Auswirkungen von El Niño

Alle paar Jahre sorgt das Wetterphänomen mit dem niedlichen Namen El Niño (das Kind) für Extremwetter mit gravierenden Konsequenzen für ganze Weltregionen. Auch jetzt ist der Pazifische Ozean wärmer als normal und wird es laut der Weltgesundheitsorganisation (WHO) voraussichtlich bis Ende des Jahres bleiben. Welche genauen Folgen bis dahin zu erwarten sind, lässt sich kaum voraussagen.

"El Niño beeinflusst die globalen Temperaturen und damit steigt die Wahrscheinlichkeit für Extremwetterereignisse und auch die Wahrscheinlichkeit, dass sie mit hoher Intensität auftreten", sagt Samantha Burgess, stellvertretende Direktorin des europäischen Klimawandeldienstes Copernicus (C3S).

Doch wo, wann und wie stark Folgen wie Überflutungen in einigen Weltregionen oder Dürre und Hitze in anderen auftreten, sei schwer zu sagen.
Sicher ist aber, dass das Phänomen, dessen Namen wegen des oftmals um die Weihnachtszeit registrieren Höhepunktes eigentlich Jesuskind meint, immer gefährlicher wird. Der Grund: Die Auswirkungen kommen mit den Folgen des Klimawandels zusammen.

Das 1,5-Grad Ziel

Der Temperaturanstieg durch El Niño trifft auf die sowieso bereits etwa 1,15 Grad Celsius höheren Durchschnittstemperaturen im Vergleich zum vorindustriellen Zeitalter. Zwar sei zunächst schwierig auseinanderzuhalten, welche Extremwetterereignisse auf El Niño und welche auf den Klimawandel zurückgehen, sagt Kristina Fröhlich vom Deutschen Wetterdienst. "Wir können aber von einer gegenseitigen Verstärkung ausgehen." Samantha Burgess spezifiziert:

"Durch El Niño wird es möglich, dass wir dieses Jahr oder im kommenden Jahr die 1,5-Grad-Grenze temporär überschreiten."

Sollte die Erderwärmung langfristig über dieser Grenze liegen, ändern sich laut Forschung die Bedingungen auf der Erde gravierend. Nicht alle Weltregionen spüren die Auswirkungen von El Niño gleichermaßen.

"Am stärksten betroffen sind die Tropen", erläutert der Direktor für Klimadienstleistungen bei der Weltorganisation für Meteorologie (WMO), Chris Hewitt.

_Gezeigte Liste_

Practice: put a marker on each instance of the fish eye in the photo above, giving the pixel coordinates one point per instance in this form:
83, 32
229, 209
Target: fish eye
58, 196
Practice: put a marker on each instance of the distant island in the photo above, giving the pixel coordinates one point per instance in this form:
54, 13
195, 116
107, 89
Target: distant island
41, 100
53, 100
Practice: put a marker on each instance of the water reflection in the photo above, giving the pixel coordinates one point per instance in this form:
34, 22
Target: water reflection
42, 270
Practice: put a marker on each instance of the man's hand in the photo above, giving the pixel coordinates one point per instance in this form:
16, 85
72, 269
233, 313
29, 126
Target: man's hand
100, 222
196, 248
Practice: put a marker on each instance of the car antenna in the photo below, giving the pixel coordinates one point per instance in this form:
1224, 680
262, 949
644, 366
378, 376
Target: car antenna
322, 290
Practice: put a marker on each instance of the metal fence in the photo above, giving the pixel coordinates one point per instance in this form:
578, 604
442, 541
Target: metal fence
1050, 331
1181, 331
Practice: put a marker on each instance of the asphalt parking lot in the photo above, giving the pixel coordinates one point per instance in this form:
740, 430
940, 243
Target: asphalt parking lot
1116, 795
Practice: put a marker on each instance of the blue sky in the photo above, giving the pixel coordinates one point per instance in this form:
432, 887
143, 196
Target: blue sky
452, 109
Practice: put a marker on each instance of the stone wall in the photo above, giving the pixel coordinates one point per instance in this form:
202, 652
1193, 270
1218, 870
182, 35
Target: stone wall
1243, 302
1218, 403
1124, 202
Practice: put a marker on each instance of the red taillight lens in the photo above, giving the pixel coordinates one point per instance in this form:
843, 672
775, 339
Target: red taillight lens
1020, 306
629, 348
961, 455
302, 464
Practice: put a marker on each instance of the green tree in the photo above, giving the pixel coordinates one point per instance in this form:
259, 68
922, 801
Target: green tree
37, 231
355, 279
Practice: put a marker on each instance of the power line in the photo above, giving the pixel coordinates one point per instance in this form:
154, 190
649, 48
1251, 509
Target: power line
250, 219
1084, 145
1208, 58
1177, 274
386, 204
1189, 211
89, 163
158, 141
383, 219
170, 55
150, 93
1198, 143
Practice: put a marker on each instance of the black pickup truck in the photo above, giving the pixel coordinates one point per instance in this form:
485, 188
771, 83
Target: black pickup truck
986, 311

_Aufgabe 1_
Zitieren Sie aus dem Text über El Niño den Abschnitt, der mit "Der Temperaturanstieg durch" beginnt und mit "El Niño gleichermaßen." endet.
_Aufgabe 2_
Welches Amt hat Samantha Burgess laut dem Text über El Niño?
_Aufgabe 3_
Nennen Sie alle Organisationen, die im Text über El Niño erwähnt werden.
Die Liste stammt aus einer anderen Quelle.

_Ausgabe 1_
Der Temperaturanstieg durch El Niño trifft auf die sowieso bereits etwa 1,15 Grad Celsius höheren Durchschnittstemperaturen im Vergleich zum vorindustriellen Zeitalter. Zwar sei zunächst schwierig auseinanderzuhalten, welche Extremwetterereignisse auf El Niño und welche auf den Klimawandel zurückgehen, sagt Kristina Fröhlich vom Deutschen Wetterdienst. "Wir können aber von einer gegenseitigen Verstärkung ausgehen." Samantha Burgess spezifiziert:

"Durch El Niño wird es möglich, dass wir dieses Jahr oder im kommenden Jahr die 1,5-Grad-Grenze temporär überschreiten."

Sollte die Erderwärmung langfristig über dieser Grenze liegen, ändern sich laut Forschung die Bedingungen auf der Erde gravierend. Nicht alle Weltregionen spüren die Auswirkungen von El Niño gleichermaßen.

_Ausgabe 2_
Sie ist stellvertretende Direktorin des europäischen Klimawandeldienstes Copernicus (C3S).

_Ausgabe 3_
- Weltgesundheitsorganisation (WHO)
- Europäischer Klimawandeldienst Copernicus (C3S)
- Deutscher Wetterdienst
- Weltorganisation für Meteorologie (WMO)